Count the lines of the listing below that contain the string "wheel", and state only the resulting number.

···

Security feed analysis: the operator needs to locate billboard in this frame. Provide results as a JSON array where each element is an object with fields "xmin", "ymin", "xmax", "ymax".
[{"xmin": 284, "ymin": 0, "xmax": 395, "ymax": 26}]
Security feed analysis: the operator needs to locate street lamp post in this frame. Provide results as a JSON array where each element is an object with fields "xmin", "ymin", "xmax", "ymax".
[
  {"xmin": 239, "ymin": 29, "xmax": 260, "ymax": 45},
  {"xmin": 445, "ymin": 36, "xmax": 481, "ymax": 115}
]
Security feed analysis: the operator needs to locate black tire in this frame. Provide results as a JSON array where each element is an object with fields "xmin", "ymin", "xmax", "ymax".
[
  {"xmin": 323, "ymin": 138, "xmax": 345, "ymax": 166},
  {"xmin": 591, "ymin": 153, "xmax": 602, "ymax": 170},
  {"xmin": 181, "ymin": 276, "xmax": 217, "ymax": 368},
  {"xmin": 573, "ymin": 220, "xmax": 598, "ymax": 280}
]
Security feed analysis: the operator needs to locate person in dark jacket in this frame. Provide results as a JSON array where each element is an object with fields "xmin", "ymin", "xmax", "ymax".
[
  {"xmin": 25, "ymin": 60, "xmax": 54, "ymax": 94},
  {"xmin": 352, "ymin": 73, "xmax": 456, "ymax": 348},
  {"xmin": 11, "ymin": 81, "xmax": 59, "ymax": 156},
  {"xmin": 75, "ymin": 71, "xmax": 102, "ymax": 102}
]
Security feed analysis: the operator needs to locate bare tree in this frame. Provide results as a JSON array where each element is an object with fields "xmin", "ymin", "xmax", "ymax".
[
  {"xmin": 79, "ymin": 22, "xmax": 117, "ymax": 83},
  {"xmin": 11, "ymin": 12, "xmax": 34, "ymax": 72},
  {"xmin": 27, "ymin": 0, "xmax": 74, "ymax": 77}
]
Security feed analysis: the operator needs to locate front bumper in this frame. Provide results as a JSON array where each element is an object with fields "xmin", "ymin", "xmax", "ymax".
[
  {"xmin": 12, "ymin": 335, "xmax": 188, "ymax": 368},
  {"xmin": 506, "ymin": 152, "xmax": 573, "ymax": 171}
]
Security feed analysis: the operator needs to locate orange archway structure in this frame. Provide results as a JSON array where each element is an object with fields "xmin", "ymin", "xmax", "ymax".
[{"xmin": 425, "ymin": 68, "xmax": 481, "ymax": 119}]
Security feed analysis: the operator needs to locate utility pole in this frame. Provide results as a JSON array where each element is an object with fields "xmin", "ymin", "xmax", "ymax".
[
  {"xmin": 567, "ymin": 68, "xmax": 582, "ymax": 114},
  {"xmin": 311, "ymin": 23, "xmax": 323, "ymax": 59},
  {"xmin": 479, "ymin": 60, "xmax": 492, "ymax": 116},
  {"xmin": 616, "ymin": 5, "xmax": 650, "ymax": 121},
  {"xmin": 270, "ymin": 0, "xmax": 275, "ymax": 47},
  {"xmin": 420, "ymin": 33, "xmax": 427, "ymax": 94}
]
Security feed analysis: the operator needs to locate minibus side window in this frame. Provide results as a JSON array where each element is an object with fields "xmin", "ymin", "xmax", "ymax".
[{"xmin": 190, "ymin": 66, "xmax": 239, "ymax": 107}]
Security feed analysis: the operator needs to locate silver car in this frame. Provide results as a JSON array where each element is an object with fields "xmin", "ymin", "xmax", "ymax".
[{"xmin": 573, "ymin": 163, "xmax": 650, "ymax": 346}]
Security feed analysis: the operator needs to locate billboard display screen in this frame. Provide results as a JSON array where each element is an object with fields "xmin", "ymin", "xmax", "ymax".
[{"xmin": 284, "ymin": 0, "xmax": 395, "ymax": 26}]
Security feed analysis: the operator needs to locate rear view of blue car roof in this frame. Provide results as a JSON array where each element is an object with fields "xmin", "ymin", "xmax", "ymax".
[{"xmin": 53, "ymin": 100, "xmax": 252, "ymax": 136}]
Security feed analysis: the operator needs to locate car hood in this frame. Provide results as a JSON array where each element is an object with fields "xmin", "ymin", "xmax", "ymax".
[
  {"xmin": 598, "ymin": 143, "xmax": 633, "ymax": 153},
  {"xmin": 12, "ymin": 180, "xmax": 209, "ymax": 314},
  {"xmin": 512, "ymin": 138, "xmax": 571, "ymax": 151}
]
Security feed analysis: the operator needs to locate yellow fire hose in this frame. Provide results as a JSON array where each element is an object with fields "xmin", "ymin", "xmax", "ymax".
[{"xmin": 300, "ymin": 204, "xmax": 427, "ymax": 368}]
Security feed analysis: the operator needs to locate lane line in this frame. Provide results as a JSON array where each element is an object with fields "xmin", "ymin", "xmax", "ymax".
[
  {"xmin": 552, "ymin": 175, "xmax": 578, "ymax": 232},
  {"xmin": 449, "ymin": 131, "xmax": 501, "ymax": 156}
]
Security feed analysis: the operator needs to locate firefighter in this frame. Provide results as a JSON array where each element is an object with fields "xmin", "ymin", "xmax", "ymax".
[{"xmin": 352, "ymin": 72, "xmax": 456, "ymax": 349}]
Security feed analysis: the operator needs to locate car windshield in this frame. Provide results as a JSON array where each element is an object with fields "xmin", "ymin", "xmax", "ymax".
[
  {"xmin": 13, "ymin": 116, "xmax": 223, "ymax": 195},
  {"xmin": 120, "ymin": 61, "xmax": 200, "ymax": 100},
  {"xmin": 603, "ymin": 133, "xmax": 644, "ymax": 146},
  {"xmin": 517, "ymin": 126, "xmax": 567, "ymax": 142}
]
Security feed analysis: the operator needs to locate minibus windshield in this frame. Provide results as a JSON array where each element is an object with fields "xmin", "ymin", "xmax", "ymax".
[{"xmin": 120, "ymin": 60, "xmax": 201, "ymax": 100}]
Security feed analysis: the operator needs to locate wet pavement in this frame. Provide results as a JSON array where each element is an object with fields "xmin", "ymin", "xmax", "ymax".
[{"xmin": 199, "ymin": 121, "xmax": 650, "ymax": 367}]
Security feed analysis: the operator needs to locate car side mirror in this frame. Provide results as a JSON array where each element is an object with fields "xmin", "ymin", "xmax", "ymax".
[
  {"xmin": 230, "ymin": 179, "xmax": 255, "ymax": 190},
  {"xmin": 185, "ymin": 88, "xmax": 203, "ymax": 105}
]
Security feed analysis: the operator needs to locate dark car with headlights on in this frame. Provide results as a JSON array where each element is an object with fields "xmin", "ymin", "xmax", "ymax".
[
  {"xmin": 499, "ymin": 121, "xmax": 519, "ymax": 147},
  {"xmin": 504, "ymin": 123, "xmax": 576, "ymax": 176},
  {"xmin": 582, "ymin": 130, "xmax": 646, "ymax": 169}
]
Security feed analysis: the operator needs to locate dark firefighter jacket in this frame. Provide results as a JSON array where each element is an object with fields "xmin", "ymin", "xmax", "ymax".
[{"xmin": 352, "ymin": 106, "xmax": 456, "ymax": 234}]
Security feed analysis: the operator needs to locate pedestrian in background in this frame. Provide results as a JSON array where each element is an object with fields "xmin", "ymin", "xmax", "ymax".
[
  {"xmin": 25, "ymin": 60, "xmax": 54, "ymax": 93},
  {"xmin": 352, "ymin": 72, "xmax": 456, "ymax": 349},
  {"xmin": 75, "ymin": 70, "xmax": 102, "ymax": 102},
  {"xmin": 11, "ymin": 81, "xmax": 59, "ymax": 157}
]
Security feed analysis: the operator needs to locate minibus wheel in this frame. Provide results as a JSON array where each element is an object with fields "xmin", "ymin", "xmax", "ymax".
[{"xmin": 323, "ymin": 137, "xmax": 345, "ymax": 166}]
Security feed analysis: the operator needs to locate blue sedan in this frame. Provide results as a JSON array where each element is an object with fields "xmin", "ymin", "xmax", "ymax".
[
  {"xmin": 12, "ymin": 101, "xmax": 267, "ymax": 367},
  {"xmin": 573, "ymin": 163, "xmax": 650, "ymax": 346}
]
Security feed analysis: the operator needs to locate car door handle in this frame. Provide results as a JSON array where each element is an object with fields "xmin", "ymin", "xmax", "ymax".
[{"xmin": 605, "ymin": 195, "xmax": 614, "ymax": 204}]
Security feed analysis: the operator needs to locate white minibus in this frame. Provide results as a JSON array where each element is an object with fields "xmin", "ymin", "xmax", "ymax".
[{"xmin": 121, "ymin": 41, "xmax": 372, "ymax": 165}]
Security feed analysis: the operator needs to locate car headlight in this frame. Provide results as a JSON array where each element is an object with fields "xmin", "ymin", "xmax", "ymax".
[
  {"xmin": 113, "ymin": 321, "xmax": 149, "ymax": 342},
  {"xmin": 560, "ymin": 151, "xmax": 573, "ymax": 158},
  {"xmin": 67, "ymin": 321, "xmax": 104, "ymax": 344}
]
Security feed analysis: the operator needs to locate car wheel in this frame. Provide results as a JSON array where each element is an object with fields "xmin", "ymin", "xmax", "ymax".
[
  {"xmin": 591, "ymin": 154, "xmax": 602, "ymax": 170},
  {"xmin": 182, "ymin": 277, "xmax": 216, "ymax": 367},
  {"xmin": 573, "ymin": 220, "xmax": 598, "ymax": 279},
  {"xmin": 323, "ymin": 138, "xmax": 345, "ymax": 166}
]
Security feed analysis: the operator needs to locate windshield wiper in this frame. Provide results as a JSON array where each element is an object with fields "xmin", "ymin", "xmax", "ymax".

···

» Completed task
2